== THE DATA

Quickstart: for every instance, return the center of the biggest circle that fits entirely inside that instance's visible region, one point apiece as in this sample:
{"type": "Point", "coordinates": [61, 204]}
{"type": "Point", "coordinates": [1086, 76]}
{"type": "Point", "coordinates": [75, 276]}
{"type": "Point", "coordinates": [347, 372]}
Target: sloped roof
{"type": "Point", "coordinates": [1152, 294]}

====

### WORK REQUIRED
An exact copy of the data is needed.

### TASK OUTPUT
Quickstart: for every instance, return the center of the biggest circle that fits entirely inside that instance's visible region, one point apiece as in this sample:
{"type": "Point", "coordinates": [61, 204]}
{"type": "Point", "coordinates": [1086, 76]}
{"type": "Point", "coordinates": [75, 276]}
{"type": "Point", "coordinates": [347, 372]}
Target: sloped roof
{"type": "Point", "coordinates": [1152, 294]}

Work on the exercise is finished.